=== Exercise directions ===
As an exercise in exact copying, transcribe the lines below from the one holding "The function MUST provide one point per instance of the diagonal" through the last, with both ends included and pictures left out.

(Data items)
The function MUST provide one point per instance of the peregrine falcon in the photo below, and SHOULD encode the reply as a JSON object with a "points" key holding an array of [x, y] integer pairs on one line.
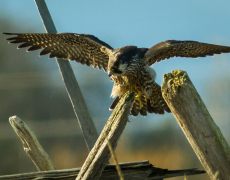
{"points": [[128, 66]]}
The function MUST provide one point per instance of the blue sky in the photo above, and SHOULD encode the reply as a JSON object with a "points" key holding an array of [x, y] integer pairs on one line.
{"points": [[142, 23]]}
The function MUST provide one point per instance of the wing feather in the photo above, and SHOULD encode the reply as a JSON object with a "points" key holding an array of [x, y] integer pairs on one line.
{"points": [[83, 48], [174, 48]]}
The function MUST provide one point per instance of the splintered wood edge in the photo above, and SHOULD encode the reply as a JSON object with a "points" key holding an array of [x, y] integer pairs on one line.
{"points": [[31, 145], [186, 104]]}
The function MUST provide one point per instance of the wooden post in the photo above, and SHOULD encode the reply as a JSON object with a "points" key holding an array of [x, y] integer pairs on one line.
{"points": [[198, 126], [79, 106], [99, 155], [31, 145]]}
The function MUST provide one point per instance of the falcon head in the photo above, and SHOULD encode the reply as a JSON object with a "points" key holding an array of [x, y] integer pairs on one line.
{"points": [[123, 60]]}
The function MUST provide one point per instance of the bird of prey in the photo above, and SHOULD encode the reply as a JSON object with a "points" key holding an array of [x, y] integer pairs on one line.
{"points": [[128, 66]]}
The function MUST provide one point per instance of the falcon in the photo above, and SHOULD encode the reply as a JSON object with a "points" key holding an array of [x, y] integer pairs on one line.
{"points": [[128, 66]]}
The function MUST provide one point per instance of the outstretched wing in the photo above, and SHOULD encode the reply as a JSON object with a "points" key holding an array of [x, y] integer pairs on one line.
{"points": [[172, 48], [86, 49]]}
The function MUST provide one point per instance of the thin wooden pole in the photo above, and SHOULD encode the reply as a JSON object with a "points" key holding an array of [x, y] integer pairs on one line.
{"points": [[31, 145], [198, 126], [71, 84], [99, 155]]}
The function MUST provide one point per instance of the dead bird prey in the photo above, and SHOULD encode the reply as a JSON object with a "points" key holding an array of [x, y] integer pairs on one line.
{"points": [[128, 66]]}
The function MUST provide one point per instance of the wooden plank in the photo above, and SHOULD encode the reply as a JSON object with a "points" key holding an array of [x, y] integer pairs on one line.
{"points": [[99, 155], [131, 171], [197, 124]]}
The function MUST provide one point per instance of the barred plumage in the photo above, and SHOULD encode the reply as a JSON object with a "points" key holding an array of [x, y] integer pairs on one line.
{"points": [[128, 66]]}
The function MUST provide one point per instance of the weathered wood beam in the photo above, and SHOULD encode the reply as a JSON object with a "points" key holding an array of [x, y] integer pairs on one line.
{"points": [[99, 155], [197, 124], [79, 106], [131, 171], [31, 145]]}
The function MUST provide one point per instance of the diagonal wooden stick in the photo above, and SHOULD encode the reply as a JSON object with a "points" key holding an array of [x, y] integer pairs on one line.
{"points": [[198, 126], [99, 155], [131, 170], [79, 106]]}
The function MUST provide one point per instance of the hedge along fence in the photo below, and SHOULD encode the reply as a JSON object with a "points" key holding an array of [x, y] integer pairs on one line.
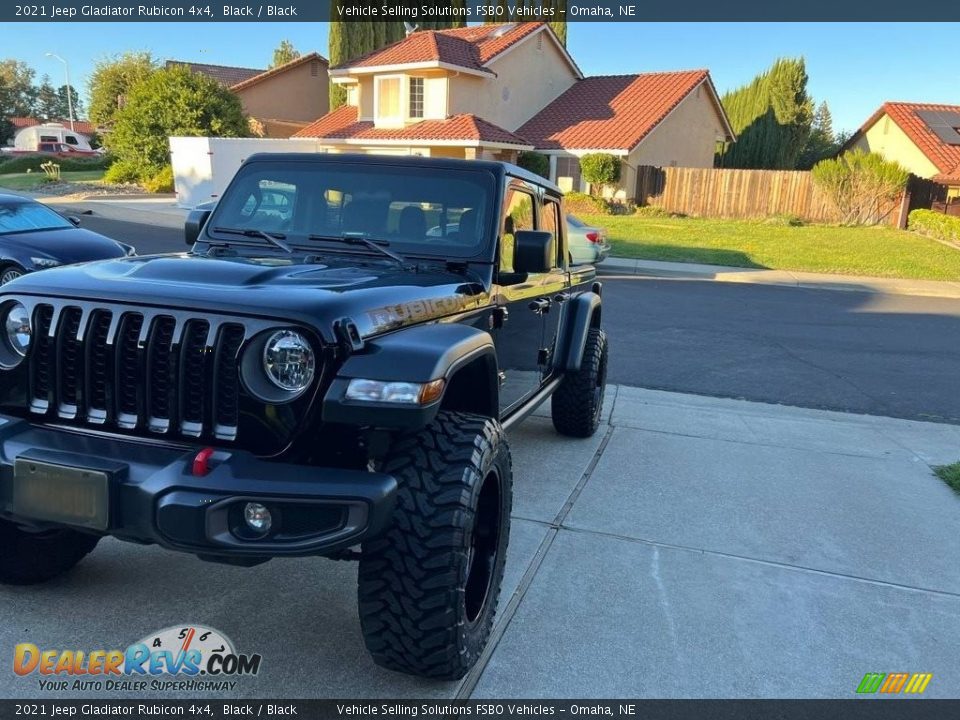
{"points": [[936, 225], [723, 193]]}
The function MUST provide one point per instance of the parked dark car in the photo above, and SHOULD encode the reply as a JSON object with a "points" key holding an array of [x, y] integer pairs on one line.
{"points": [[34, 237]]}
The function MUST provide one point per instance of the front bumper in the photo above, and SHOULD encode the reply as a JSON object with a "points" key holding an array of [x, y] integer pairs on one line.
{"points": [[153, 496]]}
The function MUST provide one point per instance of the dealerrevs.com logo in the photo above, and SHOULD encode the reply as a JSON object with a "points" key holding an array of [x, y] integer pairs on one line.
{"points": [[180, 658]]}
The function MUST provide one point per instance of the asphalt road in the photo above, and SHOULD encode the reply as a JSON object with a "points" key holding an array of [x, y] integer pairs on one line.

=== Output for this exercise ===
The function MUST provide one point per instance of the diagonal wooden stick in the photo above, and SHOULD encode the reply as a JSON object with a "points" key holding an array of [x, y] integer pairs on one line.
{"points": [[198, 126], [99, 155], [131, 170], [79, 106]]}
The function MUST provide one point per instance of the hedge along fence in the photo below, and SHOULD encode the reply as a JSON object with a "points" key holding an array of [x, y] integer pairs on one line.
{"points": [[936, 225], [723, 193]]}
The function MUST provide one point per instance of the parked dark car in the photo above, and SHOULD encode the reply as a JSON object with a "points" key holding an array of [x, y] integer pairs on one line.
{"points": [[34, 237]]}
The function MUST provide one point per instance of the front bumper in the photo above, and SHOULD encode the reply as a JSON object with a "points" key holding an array of [x, y] integer pairs on one line.
{"points": [[153, 496]]}
The function MUST provide one point per instance of the dealerrevs.com logo in the photo above, and SHOULD encode the reply as a JSON object with a "points" key holding an array of [x, y] integer pairs on one line.
{"points": [[180, 658]]}
The function MUST provide one point per instance of the asphalt road in the photo above, and SHOULD encode the reply as a JSON object with a "points" key holding an array of [x, y] integer pairs on one line.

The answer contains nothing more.